- What the exercise asks -
Output every record below exactly as it appears.

- Listed entries -
-- start --

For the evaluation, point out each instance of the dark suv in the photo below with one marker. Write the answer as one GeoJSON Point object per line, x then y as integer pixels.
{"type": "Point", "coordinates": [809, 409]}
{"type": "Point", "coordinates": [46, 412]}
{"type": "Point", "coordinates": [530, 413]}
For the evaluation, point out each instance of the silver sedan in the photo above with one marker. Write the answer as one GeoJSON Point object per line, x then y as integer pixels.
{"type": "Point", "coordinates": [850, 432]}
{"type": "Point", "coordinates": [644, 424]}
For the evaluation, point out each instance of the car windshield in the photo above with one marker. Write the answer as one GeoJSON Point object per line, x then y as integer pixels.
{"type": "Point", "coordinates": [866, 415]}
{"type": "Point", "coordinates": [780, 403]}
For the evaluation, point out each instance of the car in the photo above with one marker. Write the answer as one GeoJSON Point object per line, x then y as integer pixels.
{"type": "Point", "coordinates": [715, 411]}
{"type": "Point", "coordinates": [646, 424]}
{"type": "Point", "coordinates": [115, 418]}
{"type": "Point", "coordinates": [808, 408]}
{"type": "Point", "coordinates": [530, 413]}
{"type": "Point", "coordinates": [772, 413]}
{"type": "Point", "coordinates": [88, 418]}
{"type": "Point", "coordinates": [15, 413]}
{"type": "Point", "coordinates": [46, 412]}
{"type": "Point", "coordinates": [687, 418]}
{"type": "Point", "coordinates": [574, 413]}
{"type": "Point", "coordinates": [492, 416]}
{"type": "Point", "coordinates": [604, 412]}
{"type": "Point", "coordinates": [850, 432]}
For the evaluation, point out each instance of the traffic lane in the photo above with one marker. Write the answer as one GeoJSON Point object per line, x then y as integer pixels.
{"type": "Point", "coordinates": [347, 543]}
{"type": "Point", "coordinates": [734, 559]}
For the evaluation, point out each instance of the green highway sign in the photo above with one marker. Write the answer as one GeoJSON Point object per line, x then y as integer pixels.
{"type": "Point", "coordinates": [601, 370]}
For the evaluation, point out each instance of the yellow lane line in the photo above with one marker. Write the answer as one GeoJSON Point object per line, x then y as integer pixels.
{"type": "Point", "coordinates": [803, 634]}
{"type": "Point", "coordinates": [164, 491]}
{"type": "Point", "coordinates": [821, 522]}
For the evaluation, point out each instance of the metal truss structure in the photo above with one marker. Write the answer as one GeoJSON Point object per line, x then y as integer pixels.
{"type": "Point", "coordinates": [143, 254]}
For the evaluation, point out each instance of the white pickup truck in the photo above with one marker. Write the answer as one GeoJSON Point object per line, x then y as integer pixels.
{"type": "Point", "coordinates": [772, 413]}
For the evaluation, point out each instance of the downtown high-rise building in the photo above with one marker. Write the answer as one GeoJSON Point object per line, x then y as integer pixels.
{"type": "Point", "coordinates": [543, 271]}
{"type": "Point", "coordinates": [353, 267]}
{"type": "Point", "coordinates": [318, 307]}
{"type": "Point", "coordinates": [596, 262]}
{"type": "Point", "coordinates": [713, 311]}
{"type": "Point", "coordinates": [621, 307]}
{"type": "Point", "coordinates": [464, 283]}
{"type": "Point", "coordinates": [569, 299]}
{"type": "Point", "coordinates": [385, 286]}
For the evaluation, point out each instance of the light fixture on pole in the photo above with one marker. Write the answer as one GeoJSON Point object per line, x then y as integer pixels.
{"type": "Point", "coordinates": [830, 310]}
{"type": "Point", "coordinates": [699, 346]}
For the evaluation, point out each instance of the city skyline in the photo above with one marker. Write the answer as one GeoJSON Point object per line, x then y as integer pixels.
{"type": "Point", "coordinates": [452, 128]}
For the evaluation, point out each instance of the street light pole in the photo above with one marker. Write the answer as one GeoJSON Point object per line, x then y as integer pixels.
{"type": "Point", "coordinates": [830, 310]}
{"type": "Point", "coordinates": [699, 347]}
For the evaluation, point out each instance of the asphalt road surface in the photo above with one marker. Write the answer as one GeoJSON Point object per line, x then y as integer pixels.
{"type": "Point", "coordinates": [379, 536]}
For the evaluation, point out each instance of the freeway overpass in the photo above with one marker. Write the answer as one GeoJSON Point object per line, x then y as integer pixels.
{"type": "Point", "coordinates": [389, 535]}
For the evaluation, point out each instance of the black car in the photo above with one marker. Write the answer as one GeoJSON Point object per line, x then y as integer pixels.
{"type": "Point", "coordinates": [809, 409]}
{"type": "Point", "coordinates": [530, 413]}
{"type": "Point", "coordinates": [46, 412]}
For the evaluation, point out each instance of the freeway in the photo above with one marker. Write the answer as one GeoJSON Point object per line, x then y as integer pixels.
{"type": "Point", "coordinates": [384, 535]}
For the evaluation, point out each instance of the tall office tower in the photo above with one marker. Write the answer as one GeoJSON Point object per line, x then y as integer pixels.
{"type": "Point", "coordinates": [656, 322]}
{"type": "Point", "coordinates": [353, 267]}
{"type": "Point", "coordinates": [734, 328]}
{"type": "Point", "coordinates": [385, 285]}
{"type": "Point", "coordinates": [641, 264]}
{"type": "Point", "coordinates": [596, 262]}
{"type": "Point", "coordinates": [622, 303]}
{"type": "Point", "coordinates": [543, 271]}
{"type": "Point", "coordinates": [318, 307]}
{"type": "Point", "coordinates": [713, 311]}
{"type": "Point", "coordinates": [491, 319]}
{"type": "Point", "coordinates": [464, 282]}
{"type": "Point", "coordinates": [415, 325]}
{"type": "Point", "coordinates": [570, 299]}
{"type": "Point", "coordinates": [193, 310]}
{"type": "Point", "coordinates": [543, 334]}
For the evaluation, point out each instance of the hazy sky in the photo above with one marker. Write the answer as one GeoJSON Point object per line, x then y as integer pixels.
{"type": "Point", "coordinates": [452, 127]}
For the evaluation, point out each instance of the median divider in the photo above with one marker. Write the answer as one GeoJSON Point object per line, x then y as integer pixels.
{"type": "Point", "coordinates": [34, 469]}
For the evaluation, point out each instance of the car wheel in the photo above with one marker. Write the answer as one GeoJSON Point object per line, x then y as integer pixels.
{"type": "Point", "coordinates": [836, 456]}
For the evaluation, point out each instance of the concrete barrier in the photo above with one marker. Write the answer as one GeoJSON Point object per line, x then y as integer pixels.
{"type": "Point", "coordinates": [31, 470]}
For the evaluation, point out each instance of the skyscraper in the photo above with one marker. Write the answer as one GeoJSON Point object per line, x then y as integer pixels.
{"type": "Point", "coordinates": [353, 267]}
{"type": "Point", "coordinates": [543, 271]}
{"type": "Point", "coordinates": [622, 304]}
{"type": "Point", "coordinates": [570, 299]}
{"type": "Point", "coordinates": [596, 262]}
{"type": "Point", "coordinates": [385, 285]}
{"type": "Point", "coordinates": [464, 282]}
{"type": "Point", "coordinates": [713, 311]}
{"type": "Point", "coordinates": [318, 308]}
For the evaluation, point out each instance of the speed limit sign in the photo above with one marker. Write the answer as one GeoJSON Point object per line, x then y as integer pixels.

-- end --

- Solution for this exercise -
For the evaluation, point out each instance of the dark suv in the photo below with one marker. Write the answer as one GeoJSON Point object per line, x then y as integer pixels.
{"type": "Point", "coordinates": [809, 409]}
{"type": "Point", "coordinates": [46, 412]}
{"type": "Point", "coordinates": [530, 413]}
For the evaluation, point out each instance of the silver sedan in the photo above with one marker. Write the answer as one GeoJSON Point object per line, x then y as integer pixels.
{"type": "Point", "coordinates": [850, 432]}
{"type": "Point", "coordinates": [644, 424]}
For the evaluation, point out each instance of the car windshield in the photo above with one marker. Write the answer as one GeoJSON Point object per line, x then y as integer pixels.
{"type": "Point", "coordinates": [866, 415]}
{"type": "Point", "coordinates": [780, 403]}
For the evaluation, point out each instance of the car in the photo above with one marker. Write the answer as one GeoJSON Point object per line, x then y as integer pixels.
{"type": "Point", "coordinates": [715, 411]}
{"type": "Point", "coordinates": [646, 424]}
{"type": "Point", "coordinates": [115, 418]}
{"type": "Point", "coordinates": [808, 408]}
{"type": "Point", "coordinates": [530, 413]}
{"type": "Point", "coordinates": [772, 413]}
{"type": "Point", "coordinates": [88, 418]}
{"type": "Point", "coordinates": [15, 413]}
{"type": "Point", "coordinates": [46, 412]}
{"type": "Point", "coordinates": [687, 418]}
{"type": "Point", "coordinates": [574, 413]}
{"type": "Point", "coordinates": [492, 416]}
{"type": "Point", "coordinates": [604, 412]}
{"type": "Point", "coordinates": [850, 432]}
For the evaluation, point out each instance of the traffic lane in the photo above with one marker. Write the answer as one GeoJSON Point object per line, x then y as integer pixels.
{"type": "Point", "coordinates": [347, 543]}
{"type": "Point", "coordinates": [734, 559]}
For the evaluation, point out each instance of the green highway sign in the photo above with one marker. Write the answer as one GeoJSON Point object per line, x then y as integer pixels.
{"type": "Point", "coordinates": [601, 370]}
For the evaluation, point out each instance of the yellow lane line in the photo above with one marker. Write the answer as one GeoJSON Point object per line, x then y as integer pixels.
{"type": "Point", "coordinates": [803, 634]}
{"type": "Point", "coordinates": [164, 491]}
{"type": "Point", "coordinates": [821, 522]}
For the evaluation, point out each instance of the metal truss structure in the photo above with one marker. Write the answer as one GeoJSON Point object per line, x then y as integer pixels.
{"type": "Point", "coordinates": [143, 254]}
For the evaluation, point out each instance of the white pickup truck in the photo above with one marker. Write the answer as one GeoJSON Point object per line, x then y as integer pixels.
{"type": "Point", "coordinates": [772, 413]}
For the evaluation, point out each instance of the downtown high-rise building in the photo above with one marker. Write the answer as one GeoJSON Point object per line, x then y as integer pixels.
{"type": "Point", "coordinates": [543, 271]}
{"type": "Point", "coordinates": [353, 267]}
{"type": "Point", "coordinates": [318, 307]}
{"type": "Point", "coordinates": [596, 262]}
{"type": "Point", "coordinates": [713, 311]}
{"type": "Point", "coordinates": [621, 307]}
{"type": "Point", "coordinates": [464, 283]}
{"type": "Point", "coordinates": [569, 299]}
{"type": "Point", "coordinates": [385, 286]}
For the evaluation, point out each instance of the light fixture on pole in the photo above with one marker. Write the answer as one GeoJSON Point object per line, x then y as integer pixels.
{"type": "Point", "coordinates": [830, 310]}
{"type": "Point", "coordinates": [699, 346]}
For the evaluation, point out each instance of the city skyline in the photo above with one marker. Write the answer as one GeoJSON Point object per line, x then y as integer pixels.
{"type": "Point", "coordinates": [452, 128]}
For the evaluation, point out each instance of the street light pole in the photo above with one marker. Write the answer as one GeoJSON Point object per line, x then y as integer pixels.
{"type": "Point", "coordinates": [830, 310]}
{"type": "Point", "coordinates": [699, 347]}
For the evaluation, point out each instance of the asphalt road surface in the photo above with one marker. Write the answer as one GeoJSON Point object per line, x then y as integer pixels.
{"type": "Point", "coordinates": [379, 536]}
For the evaluation, point out each instance of the freeway overpass in the photo above with one marker. Write the answer as one GeoJSON Point object per line, x then y as integer pixels.
{"type": "Point", "coordinates": [389, 535]}
For the evaluation, point out each instance of the black car in the photo above with one marker. Write the answer as one GeoJSON Point object per line, x then y as integer pixels.
{"type": "Point", "coordinates": [809, 409]}
{"type": "Point", "coordinates": [530, 413]}
{"type": "Point", "coordinates": [46, 412]}
For the evaluation, point out each instance of the freeway in the photo above with one marker. Write the answer as one GeoJSON Point object per line, x then y as integer pixels.
{"type": "Point", "coordinates": [384, 535]}
For the evaluation, point out each instance of the tall office tower in the photo above with one marker. Write the answer as one GeoJSON Point object per line, x then y as integer pixels.
{"type": "Point", "coordinates": [656, 322]}
{"type": "Point", "coordinates": [353, 267]}
{"type": "Point", "coordinates": [734, 328]}
{"type": "Point", "coordinates": [385, 285]}
{"type": "Point", "coordinates": [641, 264]}
{"type": "Point", "coordinates": [596, 262]}
{"type": "Point", "coordinates": [622, 303]}
{"type": "Point", "coordinates": [543, 271]}
{"type": "Point", "coordinates": [318, 307]}
{"type": "Point", "coordinates": [713, 311]}
{"type": "Point", "coordinates": [491, 319]}
{"type": "Point", "coordinates": [464, 282]}
{"type": "Point", "coordinates": [415, 325]}
{"type": "Point", "coordinates": [570, 299]}
{"type": "Point", "coordinates": [193, 310]}
{"type": "Point", "coordinates": [543, 334]}
For the evaluation, point out each instance of the hazy sky in the photo above with one marker. Write the answer as one GeoJSON Point object per line, x then y as integer pixels.
{"type": "Point", "coordinates": [452, 127]}
For the evaluation, point out each instance of the median divider in the photo above with one marker. Write the answer as one GeoJSON Point object per line, x then y as integer pixels.
{"type": "Point", "coordinates": [34, 469]}
For the evaluation, point out each instance of the car wheel in the photo above with one marker. Write the answer as one GeoJSON Point object per line, x then y as integer pixels.
{"type": "Point", "coordinates": [836, 456]}
For the evaluation, point out each instance of the concrete barrier in the photo above with one marker. Write the answer as one GeoJSON Point object per line, x then y as integer pixels.
{"type": "Point", "coordinates": [31, 470]}
For the evaluation, point out each instance of the skyscraper in the photo above with one marker. Write the answer as one GeoJSON Point object per line, x then y as integer pixels.
{"type": "Point", "coordinates": [353, 267]}
{"type": "Point", "coordinates": [543, 271]}
{"type": "Point", "coordinates": [622, 304]}
{"type": "Point", "coordinates": [570, 299]}
{"type": "Point", "coordinates": [596, 262]}
{"type": "Point", "coordinates": [385, 285]}
{"type": "Point", "coordinates": [464, 282]}
{"type": "Point", "coordinates": [713, 311]}
{"type": "Point", "coordinates": [318, 308]}
For the evaluation, point out each instance of the speed limit sign in the photo above with one marker. Write the answer as one GeoJSON Point object per line, x then y as integer pixels.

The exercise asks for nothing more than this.